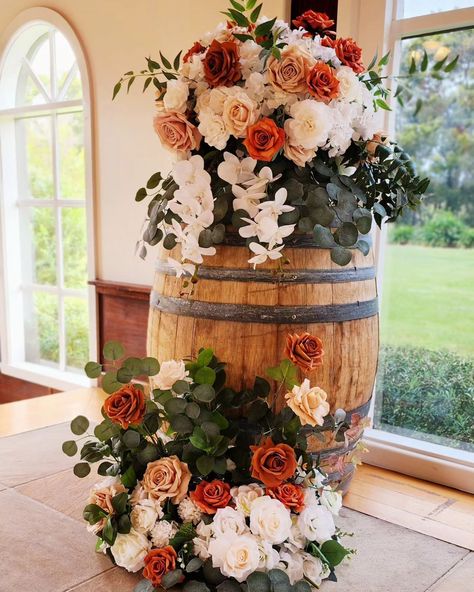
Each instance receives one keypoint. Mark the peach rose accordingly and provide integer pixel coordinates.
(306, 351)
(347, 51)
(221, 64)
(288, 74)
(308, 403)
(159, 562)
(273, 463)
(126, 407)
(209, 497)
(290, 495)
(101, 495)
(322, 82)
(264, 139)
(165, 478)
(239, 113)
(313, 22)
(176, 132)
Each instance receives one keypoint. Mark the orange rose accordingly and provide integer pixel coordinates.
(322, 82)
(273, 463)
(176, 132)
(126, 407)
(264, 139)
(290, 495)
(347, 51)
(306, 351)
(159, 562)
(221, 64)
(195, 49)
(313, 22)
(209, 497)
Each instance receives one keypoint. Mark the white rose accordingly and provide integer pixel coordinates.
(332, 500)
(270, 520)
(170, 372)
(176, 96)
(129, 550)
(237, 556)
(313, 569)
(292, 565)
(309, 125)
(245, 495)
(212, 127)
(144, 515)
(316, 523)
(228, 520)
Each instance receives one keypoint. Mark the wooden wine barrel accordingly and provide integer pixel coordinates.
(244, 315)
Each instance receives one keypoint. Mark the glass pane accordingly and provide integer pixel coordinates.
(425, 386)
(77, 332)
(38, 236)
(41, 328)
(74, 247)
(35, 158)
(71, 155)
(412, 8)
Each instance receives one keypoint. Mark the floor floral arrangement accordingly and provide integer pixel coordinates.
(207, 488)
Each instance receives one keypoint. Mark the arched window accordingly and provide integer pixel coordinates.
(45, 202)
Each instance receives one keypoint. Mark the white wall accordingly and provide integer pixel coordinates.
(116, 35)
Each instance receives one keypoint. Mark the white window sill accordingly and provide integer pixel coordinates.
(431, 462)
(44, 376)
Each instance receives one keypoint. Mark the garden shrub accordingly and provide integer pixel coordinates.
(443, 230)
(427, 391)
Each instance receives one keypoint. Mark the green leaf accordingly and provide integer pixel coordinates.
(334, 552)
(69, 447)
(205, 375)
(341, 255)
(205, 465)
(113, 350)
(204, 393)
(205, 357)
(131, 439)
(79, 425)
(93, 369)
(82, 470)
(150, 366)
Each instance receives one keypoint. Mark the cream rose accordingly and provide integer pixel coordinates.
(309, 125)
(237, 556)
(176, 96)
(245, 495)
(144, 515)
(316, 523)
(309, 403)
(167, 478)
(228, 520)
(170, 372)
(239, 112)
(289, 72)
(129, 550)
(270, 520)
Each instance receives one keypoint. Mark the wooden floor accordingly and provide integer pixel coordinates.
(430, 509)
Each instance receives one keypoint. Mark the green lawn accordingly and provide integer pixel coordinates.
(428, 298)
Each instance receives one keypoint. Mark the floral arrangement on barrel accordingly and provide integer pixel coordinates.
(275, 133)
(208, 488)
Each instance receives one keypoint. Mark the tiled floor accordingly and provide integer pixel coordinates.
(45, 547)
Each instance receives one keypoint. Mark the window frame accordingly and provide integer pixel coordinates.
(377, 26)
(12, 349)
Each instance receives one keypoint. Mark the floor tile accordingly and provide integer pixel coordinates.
* * *
Qué se pide: Reescala las coordenadas de los datos, desde la línea que contiene "Each instance receives one keypoint. Mark the cream" hasta el final de los datos, ambas incluidas. Reproduce todas esas líneas con el mismo texto, pero multiplica por 1,4 cada número de las coordenadas de respuesta y redondéalo al entero más cercano, con las mitades hacia arriba.

Respuesta esperada:
Each instance receives one keypoint. Mark the cream rose accordingly and provide integer pixel coordinates.
(433, 175)
(332, 778)
(246, 134)
(343, 693)
(202, 721)
(442, 732)
(433, 564)
(234, 669)
(319, 728)
(238, 521)
(335, 157)
(405, 101)
(181, 770)
(378, 728)
Each instance receives one keypoint. Mark the wooden floor accordingly and provide integer pixel coordinates.
(602, 713)
Each instance receives one keypoint. Mark the green lawn accordingly and provide integer pixel coordinates.
(599, 417)
Each instance receives one keypoint. Mark the floral arrangement on barrel accordingly and provide integer pixel coordinates.
(385, 186)
(291, 683)
Each instance receives one keypoint. Mark the tiled floor accordingly and provide integer pixel coordinates.
(63, 766)
Each instance receives one keypoint. Mark the window frame accordingly and provide integer pixel coordinates.
(528, 36)
(17, 489)
Each instance receives one keypoint. Mark the floor tile accordingly and provide integer pixel coordinates.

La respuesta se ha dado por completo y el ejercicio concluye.